#### [About this task]
Within the records below, find each line with the word "Target" and copy it out.

◇ ◇ ◇ ◇ ◇

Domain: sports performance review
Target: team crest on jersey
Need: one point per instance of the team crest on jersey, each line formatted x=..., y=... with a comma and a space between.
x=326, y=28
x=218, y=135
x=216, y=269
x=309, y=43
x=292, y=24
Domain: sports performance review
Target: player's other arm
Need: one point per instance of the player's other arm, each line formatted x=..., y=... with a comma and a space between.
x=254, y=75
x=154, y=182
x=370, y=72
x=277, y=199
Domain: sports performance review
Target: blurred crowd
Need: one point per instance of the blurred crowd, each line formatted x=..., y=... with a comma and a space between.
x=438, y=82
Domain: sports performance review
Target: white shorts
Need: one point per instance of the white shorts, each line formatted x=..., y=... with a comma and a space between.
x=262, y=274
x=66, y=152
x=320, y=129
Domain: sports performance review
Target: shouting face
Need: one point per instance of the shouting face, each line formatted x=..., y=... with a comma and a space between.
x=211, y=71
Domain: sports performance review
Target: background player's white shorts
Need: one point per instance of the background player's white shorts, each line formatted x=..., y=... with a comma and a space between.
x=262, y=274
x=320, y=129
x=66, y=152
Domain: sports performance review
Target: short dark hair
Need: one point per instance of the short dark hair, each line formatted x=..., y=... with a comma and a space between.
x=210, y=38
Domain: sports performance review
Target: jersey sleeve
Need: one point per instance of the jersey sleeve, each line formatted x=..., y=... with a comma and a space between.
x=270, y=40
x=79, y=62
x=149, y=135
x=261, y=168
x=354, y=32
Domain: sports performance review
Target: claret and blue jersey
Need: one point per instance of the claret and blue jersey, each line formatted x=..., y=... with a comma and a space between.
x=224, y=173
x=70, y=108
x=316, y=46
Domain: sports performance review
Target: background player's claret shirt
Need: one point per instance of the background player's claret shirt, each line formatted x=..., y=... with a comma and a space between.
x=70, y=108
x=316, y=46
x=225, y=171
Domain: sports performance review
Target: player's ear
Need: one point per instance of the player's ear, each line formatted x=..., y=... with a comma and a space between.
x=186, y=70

◇ ◇ ◇ ◇ ◇

#### [The answer]
Target: team crest on jersey
Target: player's other arm
Target: blurred crowd
Target: white shorts
Target: shouting face
Target: background player's white shorts
Target: short dark hair
Target: jersey sleeve
Target: claret and blue jersey
Target: background player's claret shirt
Target: player's ear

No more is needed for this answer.